-------- Page text

Amgen's $3 billion R&D operation is in for some changes. In a move analysts see as a likely herald of budget cuts, the company alerted its research staff that the world's biggest biotech was pondering ways "to improve focus and to re-allocate resources to key pipeline assets and activities." Now all they have to do is wait until Amgen's Q3 earnings call on October 24 to find out how they fit into this reconfigured R&D arm.
The classic--and sometimes controversial--measure used to calculate how much a drug developer should spend on R&D centers on cost of research as a percentage of income. At Amgen ($AMGN), that formula has attracted concern, as its $3 billion research budget amounts to a hefty 19% of its $15.1 billion in revenue. RBC Capital Markets analyst Michael Yee told Reuters that investors would like to see that trimmed back.
"The $3 billion R&D line item annually is high and investors see room to start to trim this," says Yee, who would like to see a smaller R&D expense and more cash for investors.

----------------
-------- Provided material

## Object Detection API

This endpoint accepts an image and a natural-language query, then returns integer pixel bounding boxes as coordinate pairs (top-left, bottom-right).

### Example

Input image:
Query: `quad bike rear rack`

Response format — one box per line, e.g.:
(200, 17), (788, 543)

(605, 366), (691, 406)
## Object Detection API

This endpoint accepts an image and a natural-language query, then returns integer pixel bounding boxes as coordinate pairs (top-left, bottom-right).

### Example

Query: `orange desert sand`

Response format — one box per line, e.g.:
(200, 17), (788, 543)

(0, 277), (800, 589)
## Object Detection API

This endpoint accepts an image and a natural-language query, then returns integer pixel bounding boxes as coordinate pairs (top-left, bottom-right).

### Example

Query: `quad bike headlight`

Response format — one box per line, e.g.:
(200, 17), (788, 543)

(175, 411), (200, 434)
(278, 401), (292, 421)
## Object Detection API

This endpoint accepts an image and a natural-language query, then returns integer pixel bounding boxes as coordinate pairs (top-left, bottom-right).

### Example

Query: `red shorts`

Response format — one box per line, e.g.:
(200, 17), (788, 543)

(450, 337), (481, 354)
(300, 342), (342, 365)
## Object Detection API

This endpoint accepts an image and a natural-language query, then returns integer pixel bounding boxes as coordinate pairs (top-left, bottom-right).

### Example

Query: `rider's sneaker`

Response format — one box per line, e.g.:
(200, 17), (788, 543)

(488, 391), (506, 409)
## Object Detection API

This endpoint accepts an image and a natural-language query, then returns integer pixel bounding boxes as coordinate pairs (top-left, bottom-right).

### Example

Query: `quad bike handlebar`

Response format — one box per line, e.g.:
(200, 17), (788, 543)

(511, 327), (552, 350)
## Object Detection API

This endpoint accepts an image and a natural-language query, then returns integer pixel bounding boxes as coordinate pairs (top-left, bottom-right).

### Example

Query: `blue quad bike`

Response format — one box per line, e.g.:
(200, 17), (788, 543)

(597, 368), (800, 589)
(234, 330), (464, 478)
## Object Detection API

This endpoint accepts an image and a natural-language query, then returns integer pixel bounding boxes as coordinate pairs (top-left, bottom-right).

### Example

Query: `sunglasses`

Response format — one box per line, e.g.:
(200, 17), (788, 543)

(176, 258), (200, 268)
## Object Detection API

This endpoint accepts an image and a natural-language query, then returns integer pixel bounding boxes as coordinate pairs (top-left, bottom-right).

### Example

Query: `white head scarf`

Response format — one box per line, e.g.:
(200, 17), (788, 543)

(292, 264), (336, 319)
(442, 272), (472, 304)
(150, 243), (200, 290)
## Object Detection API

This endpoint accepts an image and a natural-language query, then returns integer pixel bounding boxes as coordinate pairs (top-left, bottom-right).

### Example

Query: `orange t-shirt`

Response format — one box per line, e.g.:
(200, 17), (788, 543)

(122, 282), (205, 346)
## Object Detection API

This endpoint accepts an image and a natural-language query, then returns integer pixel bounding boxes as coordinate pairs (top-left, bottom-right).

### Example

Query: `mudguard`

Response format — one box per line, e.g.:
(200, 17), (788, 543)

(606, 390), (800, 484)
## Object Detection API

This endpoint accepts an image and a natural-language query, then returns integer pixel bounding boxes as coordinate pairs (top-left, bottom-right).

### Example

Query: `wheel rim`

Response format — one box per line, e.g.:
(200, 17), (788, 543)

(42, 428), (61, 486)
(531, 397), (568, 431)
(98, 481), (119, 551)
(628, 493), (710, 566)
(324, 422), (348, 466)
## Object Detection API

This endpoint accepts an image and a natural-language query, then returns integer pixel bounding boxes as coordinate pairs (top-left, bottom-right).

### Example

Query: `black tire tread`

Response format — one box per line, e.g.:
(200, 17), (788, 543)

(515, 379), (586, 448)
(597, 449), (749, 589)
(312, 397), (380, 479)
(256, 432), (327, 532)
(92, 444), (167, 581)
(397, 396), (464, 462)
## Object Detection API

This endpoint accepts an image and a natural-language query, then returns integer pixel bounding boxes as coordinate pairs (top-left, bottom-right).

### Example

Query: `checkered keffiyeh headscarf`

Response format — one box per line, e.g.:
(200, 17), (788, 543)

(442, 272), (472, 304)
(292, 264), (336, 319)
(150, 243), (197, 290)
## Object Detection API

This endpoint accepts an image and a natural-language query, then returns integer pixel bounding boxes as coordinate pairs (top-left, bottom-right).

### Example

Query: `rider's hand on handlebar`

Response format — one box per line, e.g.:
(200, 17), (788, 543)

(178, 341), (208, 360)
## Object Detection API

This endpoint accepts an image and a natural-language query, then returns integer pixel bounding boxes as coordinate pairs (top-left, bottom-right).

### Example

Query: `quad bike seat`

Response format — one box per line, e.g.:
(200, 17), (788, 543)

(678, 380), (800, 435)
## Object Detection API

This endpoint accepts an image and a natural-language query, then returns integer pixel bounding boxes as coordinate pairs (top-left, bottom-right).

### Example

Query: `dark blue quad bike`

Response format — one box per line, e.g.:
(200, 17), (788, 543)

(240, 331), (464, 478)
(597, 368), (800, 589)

----------------

* **Tasks to carry out**:
**a.** In the Amgen research article, translate this sentence into Spanish: "Amgen's $3 billion R&D operation is in for some changes."
**b.** Answer these from the Amgen research article:
(i) On what date is Amgen's Q3 earnings call?
(ii) What percentage of Amgen's revenue does its research budget amount to?
(iii) What firm is analyst Michael Yee with?
**c.** Resume the Amgen research article, picking up right after its last sentence.

* **Responses to the exercise**:
**a.** La operación de I+D de 3.000 millones de dólares de Amgen está a punto de sufrir algunos cambios.

**b.**
(i) October 24
(ii) 19%
(iii) RBC Capital Markets

**c.**
Amgen's executive team has been credited with building sales for the bone drug denosumab, but its flagship anemia drugs have been under pressure for years and will be among the first biologics to face major biosimilar competition. Amgen's R&D wing, though, hasn't been idle. A next-gen version of denosumab is in the clinic, Amgen bought out BioVex and its late-stage cancer vaccine in a billion-dollar deal earlier this year and the biotech partnered with Micromet on cancer in the summer.
The Ventura County Star, which broke the story, noted that Amgen went through a big restructuring four years ago that cost 2,000 jobs.